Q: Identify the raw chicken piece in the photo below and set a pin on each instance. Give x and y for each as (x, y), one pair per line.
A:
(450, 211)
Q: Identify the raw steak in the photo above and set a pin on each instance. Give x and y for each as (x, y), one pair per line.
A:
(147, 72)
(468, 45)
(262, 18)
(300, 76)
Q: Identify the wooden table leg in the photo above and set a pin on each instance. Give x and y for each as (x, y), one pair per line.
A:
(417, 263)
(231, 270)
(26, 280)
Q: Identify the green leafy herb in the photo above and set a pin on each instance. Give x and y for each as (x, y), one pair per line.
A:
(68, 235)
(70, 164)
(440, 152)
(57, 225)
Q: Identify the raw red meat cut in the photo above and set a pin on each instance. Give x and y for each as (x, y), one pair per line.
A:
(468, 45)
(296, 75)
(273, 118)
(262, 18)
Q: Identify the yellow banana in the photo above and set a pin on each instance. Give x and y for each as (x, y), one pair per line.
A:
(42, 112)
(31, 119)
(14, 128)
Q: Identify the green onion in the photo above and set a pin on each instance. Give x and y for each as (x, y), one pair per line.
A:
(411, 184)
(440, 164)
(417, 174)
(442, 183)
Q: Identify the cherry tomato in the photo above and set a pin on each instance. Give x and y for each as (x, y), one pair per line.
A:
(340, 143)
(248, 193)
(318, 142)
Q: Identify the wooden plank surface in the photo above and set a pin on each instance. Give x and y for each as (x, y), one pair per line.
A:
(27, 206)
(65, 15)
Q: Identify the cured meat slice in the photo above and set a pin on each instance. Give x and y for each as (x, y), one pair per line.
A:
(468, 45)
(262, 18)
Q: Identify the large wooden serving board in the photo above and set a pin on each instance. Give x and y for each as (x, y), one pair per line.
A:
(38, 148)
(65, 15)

....

> _WHAT YOU NEED TO DO_
For the string "meat", work out how many lines of the entries contain it and reply with that number alone.

> _ANSWER BOX_
2